-- START Entries --
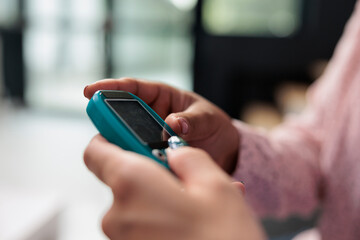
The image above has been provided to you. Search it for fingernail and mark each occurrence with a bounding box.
[179,118,189,135]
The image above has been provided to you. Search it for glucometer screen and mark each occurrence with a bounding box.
[107,100,170,145]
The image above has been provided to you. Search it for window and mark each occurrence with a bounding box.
[24,0,192,111]
[202,0,302,37]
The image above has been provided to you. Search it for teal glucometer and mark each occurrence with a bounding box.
[86,90,187,169]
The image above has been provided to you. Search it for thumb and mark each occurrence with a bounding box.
[167,147,231,188]
[165,103,218,141]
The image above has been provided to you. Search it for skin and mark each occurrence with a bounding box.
[84,135,265,240]
[84,78,265,240]
[84,78,240,173]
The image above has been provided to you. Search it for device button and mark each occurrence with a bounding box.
[152,149,167,162]
[168,136,186,149]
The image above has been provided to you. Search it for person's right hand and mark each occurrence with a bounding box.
[84,78,240,172]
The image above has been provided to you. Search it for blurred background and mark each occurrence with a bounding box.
[0,0,355,240]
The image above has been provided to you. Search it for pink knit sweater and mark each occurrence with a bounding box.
[234,0,360,240]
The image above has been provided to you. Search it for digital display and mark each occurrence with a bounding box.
[106,100,170,145]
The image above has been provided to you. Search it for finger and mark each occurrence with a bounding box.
[232,182,246,195]
[84,135,175,189]
[167,147,230,188]
[84,78,186,118]
[165,99,228,142]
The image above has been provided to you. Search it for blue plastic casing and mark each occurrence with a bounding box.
[86,90,187,169]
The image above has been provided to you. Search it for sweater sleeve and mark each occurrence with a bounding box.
[233,1,360,217]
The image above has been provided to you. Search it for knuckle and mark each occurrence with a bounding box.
[101,210,113,239]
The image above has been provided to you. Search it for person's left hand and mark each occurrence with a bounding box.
[84,135,265,240]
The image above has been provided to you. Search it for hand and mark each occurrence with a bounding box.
[84,135,265,240]
[84,78,239,173]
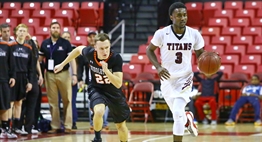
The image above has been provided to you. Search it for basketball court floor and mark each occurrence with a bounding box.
[0,122,262,142]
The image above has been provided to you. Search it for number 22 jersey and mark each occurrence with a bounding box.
[151,25,204,78]
[82,47,123,94]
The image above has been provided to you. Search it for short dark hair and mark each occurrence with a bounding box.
[50,21,61,28]
[168,2,187,15]
[95,33,110,42]
[0,23,10,31]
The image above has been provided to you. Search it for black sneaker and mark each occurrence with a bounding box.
[91,138,102,142]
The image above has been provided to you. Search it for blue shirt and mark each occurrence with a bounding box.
[242,85,262,96]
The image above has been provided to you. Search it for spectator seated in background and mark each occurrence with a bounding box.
[194,71,223,125]
[225,75,262,126]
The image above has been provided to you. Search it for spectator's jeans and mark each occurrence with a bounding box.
[45,70,72,129]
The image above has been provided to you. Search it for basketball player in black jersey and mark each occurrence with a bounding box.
[54,33,130,142]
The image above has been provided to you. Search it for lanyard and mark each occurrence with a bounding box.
[49,43,57,59]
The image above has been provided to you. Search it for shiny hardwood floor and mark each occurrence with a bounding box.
[0,122,262,142]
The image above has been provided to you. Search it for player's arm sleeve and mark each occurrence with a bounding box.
[65,40,73,54]
[151,29,162,47]
[194,72,202,82]
[77,55,85,81]
[194,30,205,50]
[259,86,262,96]
[38,42,45,56]
[8,46,16,78]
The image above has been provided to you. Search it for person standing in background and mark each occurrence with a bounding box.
[9,24,33,134]
[32,40,45,132]
[0,23,15,42]
[62,32,78,129]
[0,39,17,139]
[19,33,43,134]
[39,22,77,134]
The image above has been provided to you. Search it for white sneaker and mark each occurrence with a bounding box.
[14,129,22,134]
[186,111,198,137]
[15,129,28,135]
[31,129,39,134]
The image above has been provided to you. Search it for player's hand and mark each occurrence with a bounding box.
[26,33,32,39]
[157,67,170,81]
[72,75,77,86]
[78,81,85,88]
[100,61,108,72]
[54,64,64,73]
[38,76,44,86]
[25,83,33,93]
[9,78,15,87]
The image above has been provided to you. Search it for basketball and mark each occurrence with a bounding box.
[198,51,221,75]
-- END Entries --
#### To do
Reproduce all of the entries above verbatim, leaving out the pictures.

#### Solution for this exercise
The image above has been provided to you. Search it for fingernail and mark each occurrence with a bounding box.
[179,118,189,135]
The image above has been provided to you. Search it for glucometer screen and mark each occurrence with a bounding box.
[107,100,170,145]
The image above has been provided to you. Search it for window and mark each occurrence with a bounding box.
[24,0,192,111]
[202,0,302,37]
The image above has been provided to you. Search it for teal glucometer and mark each occurrence with a bounding box.
[86,90,187,169]
The image above has been provided to you. Search it for thumb and mark each occurrence with a bounding box.
[167,147,231,188]
[165,103,218,141]
The image above has been provided to you. Search it for skin and mark each occurrence with a bounding box.
[84,135,265,240]
[84,78,265,240]
[84,78,240,173]
The image above has been provided to you. Search it for device button and mark each occurrence with a bounding box.
[152,149,167,162]
[168,136,186,149]
The image above has been provided to you. Search it for person's right hand and mark each occurrence with a bounding box.
[84,78,240,172]
The image above has been provided to you. Search it for blurred background and mark each occurrence with a bounding box.
[0,0,355,240]
The image above has been provided to you. Search it for pink knit sweater and mark each occurrence with a bounding box.
[234,0,360,240]
The image above has been provided to you. Search it for digital display and mark each occurrence with a bounding box.
[106,100,170,145]
The image above has been provided to you. Search it for finger and mark each occurrence with a bounding box.
[232,182,246,195]
[84,135,175,189]
[167,147,230,188]
[84,78,186,118]
[165,99,228,142]
The image above has been provided to you. Search it for blue plastic casing and mark each occurrence with a bounding box.
[86,90,187,169]
The image above has been provided to you. Search it for sweater sleeve and mark each occurrence with a bounding box.
[233,1,360,217]
The image above has been provided to you. Search it for knuckle and mark each occurrence with a bounding box.
[101,210,113,239]
The image above has been provided to you. Search it for person's left hand and mark each occurrence with a bounding box.
[84,135,265,240]
The image above has been provided to you. Search it for hand and mark each occurrence with a bounding box.
[84,135,265,240]
[84,78,239,173]
The image above has been provided to you. Search it for basketball court floor and mark each occurrence with a bounding box.
[0,122,262,142]
The image above has been provided to you. Search it for number 22 jersey and mark each occurrence with a bounding box.
[151,25,204,78]
[82,47,123,94]
The image above has been provided to you. Search it for short dark hair and mark each occurrence with a bounding box.
[50,21,61,28]
[168,2,187,15]
[95,33,110,42]
[0,23,10,31]
The image above has been provided to you. Search it for black sneaker and mark each occurrence with a bounding box.
[91,138,102,142]
The image above has been provided to you. Search it for blue shirt and mark each occurrence with a bounding box.
[242,85,262,96]
The image above has been provided to you. Search it for spectator seated in background and mark each occurrence with a bounding box.
[194,71,223,125]
[225,75,262,126]
The image above has been provided to you. Search it for spectator's jeans and mark each occurrence with a bounding box.
[45,70,72,129]
The image above has been provided to you. Search it for basketball player in black jersey and mark each occurrence with a bounding box.
[54,33,130,142]
The image above has been provided to you. Search it for lanyard and mark each occurrence with a bounding box.
[49,43,57,59]
The image above has been provided to you. Search it for shiny hardwood floor and mark each occurrence with a bounding box.
[0,122,262,142]
The image above has been provided to you. Search it for player's arm sleeve and mark each occurrence with a bounding box.
[65,40,73,54]
[151,29,162,47]
[194,72,202,82]
[77,55,85,81]
[194,30,205,50]
[259,86,262,96]
[38,42,45,56]
[8,46,16,78]
The image above has been provided to you. Search it for person standing in background and mark each occurrence with a bounding box.
[9,24,33,134]
[32,40,45,132]
[0,23,15,42]
[62,32,78,129]
[0,39,17,139]
[19,33,43,134]
[39,22,77,134]
The image above has been provided to you. Search it for white sneaker and mark each occurrence with a bounding box.
[14,129,22,134]
[186,111,198,137]
[15,129,28,135]
[31,129,39,134]
The image above has been provided to you. Search it for player's hand and mark each occurrence with a bounding box.
[26,33,32,39]
[157,67,170,81]
[72,75,77,86]
[78,81,85,88]
[100,61,108,72]
[54,64,64,73]
[38,76,44,86]
[25,83,33,93]
[9,78,15,87]
The image above has been provided to you. Search it for basketball and mark each occurrence with a bounding box.
[198,51,221,75]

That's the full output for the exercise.